I don't expect these 11 to work miracles overnight, but I have a gut feeling that they will, hopefully, restore a lot of the confidence and esteem in the police force that for many diverse reasons, many members of the public have felt has been missing over the past few years.

Donald Firth, Harrogate Street, Undercliffe.

SIR - Bearing in mind the private pensions rip-off in the past, the Government must create confidence in further schemes of this nature. The current government of the day should make up any shortfall in future pensions.

There has to be an agreement between all parties that whosoever is in power will honour this agreement.

Also, the time to retire must be a personal choice dependant on what the individual has accrued for his/her retirement.

Trevor Williams-Berry, Bredon Avenue, Wrose

SIR - I would like to know why grants are paid to all types of groups for art, youth and Capital of Culture schemes, yet our Air Ambulance can be grounded for lack of money.

Surely this should have priority.

I personally think the Government should pay for this service.

J R Smith, Flawith Drive, Fagley.

SIR - I agree wholeheartedly with David Somerville in Faith to Faith matters (February 1) that it's impossible to have peace without justice.

One way in which we can strive to achieve a more just world is by promoting Fair Trade products which give people from the developing world a fair price for their produce so they are not exploited by multi-national companies.

Your goal → In the letters to the editor, what does J R Smith say can be grounded for lack of money?

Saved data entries
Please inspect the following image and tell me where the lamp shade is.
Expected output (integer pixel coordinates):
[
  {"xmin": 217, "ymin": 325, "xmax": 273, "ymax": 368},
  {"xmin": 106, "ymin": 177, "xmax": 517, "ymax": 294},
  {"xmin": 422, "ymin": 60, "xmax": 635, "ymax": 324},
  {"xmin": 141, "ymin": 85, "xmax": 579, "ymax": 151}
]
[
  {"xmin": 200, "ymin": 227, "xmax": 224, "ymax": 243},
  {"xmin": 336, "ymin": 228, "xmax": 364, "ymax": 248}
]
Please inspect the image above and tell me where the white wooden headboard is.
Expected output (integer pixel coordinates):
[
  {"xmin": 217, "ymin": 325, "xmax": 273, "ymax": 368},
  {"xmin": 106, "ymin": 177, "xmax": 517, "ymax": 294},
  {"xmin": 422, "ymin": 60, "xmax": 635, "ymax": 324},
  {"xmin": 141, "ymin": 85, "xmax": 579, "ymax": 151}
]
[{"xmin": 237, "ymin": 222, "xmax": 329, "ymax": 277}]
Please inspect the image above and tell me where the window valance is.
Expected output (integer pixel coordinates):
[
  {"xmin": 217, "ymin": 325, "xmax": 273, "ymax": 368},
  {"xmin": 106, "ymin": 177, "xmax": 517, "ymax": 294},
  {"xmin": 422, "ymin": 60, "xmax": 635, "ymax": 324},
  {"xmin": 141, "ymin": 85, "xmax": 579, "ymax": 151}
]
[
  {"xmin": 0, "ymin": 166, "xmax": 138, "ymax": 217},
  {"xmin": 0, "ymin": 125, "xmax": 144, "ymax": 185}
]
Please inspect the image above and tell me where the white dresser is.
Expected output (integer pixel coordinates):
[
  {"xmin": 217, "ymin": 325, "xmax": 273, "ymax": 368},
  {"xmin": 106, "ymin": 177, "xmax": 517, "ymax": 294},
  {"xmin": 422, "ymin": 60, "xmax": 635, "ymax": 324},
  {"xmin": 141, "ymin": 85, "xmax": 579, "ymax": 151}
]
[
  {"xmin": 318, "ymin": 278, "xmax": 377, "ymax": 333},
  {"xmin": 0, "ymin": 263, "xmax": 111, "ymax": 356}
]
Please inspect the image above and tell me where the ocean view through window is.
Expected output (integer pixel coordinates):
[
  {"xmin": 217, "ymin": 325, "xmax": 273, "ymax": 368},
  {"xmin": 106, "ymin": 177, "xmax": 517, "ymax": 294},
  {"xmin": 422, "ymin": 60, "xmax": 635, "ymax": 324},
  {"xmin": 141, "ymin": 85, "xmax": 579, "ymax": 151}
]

Full answer → The Air Ambulance.